* Instructions to follow *
Reproduce all of the entries below line for line, without any changes, and leave out the pictures.
[START]
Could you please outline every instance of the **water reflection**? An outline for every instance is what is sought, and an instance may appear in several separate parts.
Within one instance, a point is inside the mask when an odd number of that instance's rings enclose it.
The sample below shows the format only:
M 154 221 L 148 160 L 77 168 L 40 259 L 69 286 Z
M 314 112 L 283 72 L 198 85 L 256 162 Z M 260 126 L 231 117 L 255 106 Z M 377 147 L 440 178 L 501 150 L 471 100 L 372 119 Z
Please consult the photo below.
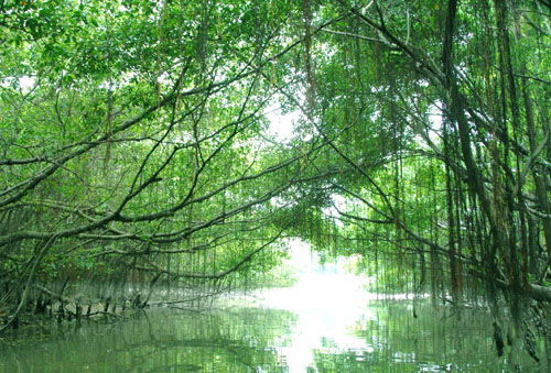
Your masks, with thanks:
M 0 340 L 1 372 L 526 372 L 498 359 L 488 316 L 429 299 L 379 299 L 338 265 L 310 266 L 291 289 L 233 296 L 208 315 L 153 309 L 115 323 Z

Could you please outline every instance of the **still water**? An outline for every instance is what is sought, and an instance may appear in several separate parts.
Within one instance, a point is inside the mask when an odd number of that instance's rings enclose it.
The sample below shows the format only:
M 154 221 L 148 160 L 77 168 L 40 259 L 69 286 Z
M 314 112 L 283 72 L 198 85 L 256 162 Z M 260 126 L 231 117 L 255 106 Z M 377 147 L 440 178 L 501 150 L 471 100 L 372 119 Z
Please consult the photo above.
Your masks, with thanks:
M 385 298 L 315 260 L 295 286 L 222 299 L 208 314 L 151 309 L 117 322 L 0 339 L 0 372 L 539 372 L 497 358 L 479 310 Z

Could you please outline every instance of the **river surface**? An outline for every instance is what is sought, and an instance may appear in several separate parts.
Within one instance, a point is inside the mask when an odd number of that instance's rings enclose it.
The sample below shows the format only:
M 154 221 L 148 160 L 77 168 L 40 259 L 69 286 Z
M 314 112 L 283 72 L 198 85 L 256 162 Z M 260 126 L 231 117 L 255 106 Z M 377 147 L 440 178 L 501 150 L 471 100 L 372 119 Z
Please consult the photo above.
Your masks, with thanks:
M 543 371 L 510 348 L 498 358 L 484 311 L 458 320 L 418 299 L 415 318 L 412 299 L 366 293 L 338 264 L 306 264 L 295 286 L 229 295 L 208 314 L 156 308 L 2 338 L 0 372 Z

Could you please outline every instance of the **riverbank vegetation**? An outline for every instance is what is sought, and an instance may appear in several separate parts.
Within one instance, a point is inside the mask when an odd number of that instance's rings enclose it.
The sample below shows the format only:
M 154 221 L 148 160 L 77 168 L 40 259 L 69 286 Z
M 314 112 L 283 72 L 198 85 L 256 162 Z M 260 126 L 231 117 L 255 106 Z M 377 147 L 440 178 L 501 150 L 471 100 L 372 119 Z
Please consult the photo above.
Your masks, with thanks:
M 1 1 L 3 329 L 73 284 L 132 284 L 119 303 L 143 306 L 155 285 L 252 283 L 298 237 L 388 290 L 482 297 L 498 352 L 510 315 L 540 359 L 549 11 Z M 274 108 L 298 118 L 285 141 Z

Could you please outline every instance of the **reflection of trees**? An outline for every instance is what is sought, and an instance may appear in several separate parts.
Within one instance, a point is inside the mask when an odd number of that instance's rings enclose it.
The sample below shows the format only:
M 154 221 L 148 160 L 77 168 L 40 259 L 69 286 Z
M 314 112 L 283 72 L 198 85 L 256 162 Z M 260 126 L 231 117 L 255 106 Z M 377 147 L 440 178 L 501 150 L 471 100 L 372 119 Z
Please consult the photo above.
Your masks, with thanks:
M 412 317 L 410 303 L 374 303 L 376 319 L 358 322 L 354 334 L 366 340 L 369 349 L 314 351 L 320 372 L 418 372 L 420 369 L 474 369 L 508 371 L 534 369 L 534 362 L 521 351 L 498 359 L 491 339 L 489 315 L 479 309 L 464 310 L 461 318 L 450 308 L 434 309 L 429 303 L 417 308 Z
M 120 372 L 203 371 L 244 372 L 278 366 L 272 345 L 289 334 L 294 315 L 288 311 L 246 309 L 239 312 L 177 314 L 158 310 L 114 325 L 90 325 L 85 332 L 65 333 L 51 342 L 14 347 L 0 371 L 94 370 Z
[END]
* Correct output *
Could you please outline every instance of the **water reflection**? An outline for every instance is what is sought, and an instance may appear in several separate parts.
Within one instance, a point is inside the mask when an odd number of that instance's rings enclose it.
The sample below shows the format only:
M 154 221 L 148 160 L 77 168 L 40 259 L 69 286 Z
M 314 112 L 283 72 L 198 85 L 256 162 Z M 260 126 L 231 117 L 255 106 Z M 377 147 L 440 178 L 501 150 L 471 100 L 372 119 Z
Please consult the photo below.
Your masks, with thanks:
M 0 340 L 1 372 L 526 372 L 498 359 L 488 316 L 429 299 L 379 299 L 338 265 L 310 266 L 291 289 L 233 296 L 208 315 L 153 309 L 115 323 Z

Could you please outline every instance of the **still water**? An outline for every instance is what is sought, and an instance may appear in several separate parts.
Within one instance, a point is inside the mask when an odd number of that instance's rings enclose it.
The sample below shows the format only:
M 154 221 L 148 160 L 77 168 L 40 259 L 69 286 Z
M 314 112 L 283 72 L 198 85 L 256 162 Z M 260 126 L 231 117 L 255 106 Z M 377 147 L 440 178 L 501 150 L 471 100 L 372 119 Z
Please consult the photo above.
Your masks, with thanks:
M 385 298 L 315 260 L 295 286 L 222 299 L 208 314 L 151 309 L 117 322 L 0 339 L 0 372 L 539 372 L 497 358 L 479 310 Z

Could you please outline every instance of the **river surface**? An outline for every instance is what is sought, and an instance may appear in several separate parts.
Within one instance, a point is inside the mask when an odd number of that instance's rings enclose it.
The sample below shows the format only:
M 154 221 L 148 160 L 77 168 L 40 259 L 69 286 Z
M 314 112 L 283 72 L 198 85 L 256 162 Z M 260 126 L 231 117 L 255 106 Z M 377 147 L 440 178 L 501 150 L 471 100 L 372 119 Z
Please consult the photo above.
Your masks, with thanks:
M 543 371 L 510 348 L 498 358 L 484 311 L 458 320 L 418 299 L 415 318 L 412 299 L 366 293 L 338 264 L 306 264 L 295 286 L 229 295 L 208 314 L 156 308 L 2 338 L 0 372 Z

Could you please outline every instance of the **riverbank vegetation**? An outline for every instance is what is sought, and an instance may appear in several separate parts.
Within one instance, a point is inside the mask when an odd number of that instance's rings enclose it.
The sample below shows the format only:
M 154 221 L 148 160 L 77 168 L 40 259 L 69 286 Z
M 314 112 L 283 72 L 198 85 L 256 162 Z M 260 126 L 231 117 L 255 106 Z M 377 147 L 440 178 L 501 150 L 471 100 L 372 119 Z
Please consult the photo above.
Your masks, with thanks:
M 1 1 L 3 329 L 73 284 L 132 284 L 119 303 L 143 306 L 155 285 L 252 283 L 298 237 L 388 290 L 482 297 L 498 352 L 510 315 L 540 359 L 549 11 Z M 274 108 L 298 118 L 285 141 Z

Could you please outline every instance of the **reflection of trees**? An outline for every instance is what is sought, and an instance may appear in several separate parts.
Within one instance, a point is inside the mask when an odd number of that instance's rings enclose it.
The sample below shows the format only:
M 154 221 L 148 160 L 77 168 L 40 259 L 69 286 Z
M 314 112 L 283 72 L 198 85 L 256 162 Z M 260 126 L 231 117 L 255 106 Z M 377 147 L 440 178 L 501 150 L 471 100 L 372 119 Z
Please consult the photo above.
Your masks, with thanks:
M 412 317 L 410 303 L 374 303 L 376 319 L 358 322 L 354 334 L 366 340 L 369 349 L 314 351 L 320 372 L 418 372 L 420 369 L 474 369 L 508 371 L 534 369 L 534 362 L 521 351 L 498 359 L 491 339 L 489 315 L 479 309 L 464 310 L 461 318 L 450 308 L 434 309 L 429 303 L 417 308 Z
M 120 372 L 203 371 L 244 372 L 278 366 L 272 345 L 289 334 L 294 315 L 288 311 L 246 309 L 239 312 L 177 314 L 158 310 L 114 325 L 90 325 L 85 332 L 65 333 L 51 342 L 14 347 L 0 371 L 94 370 Z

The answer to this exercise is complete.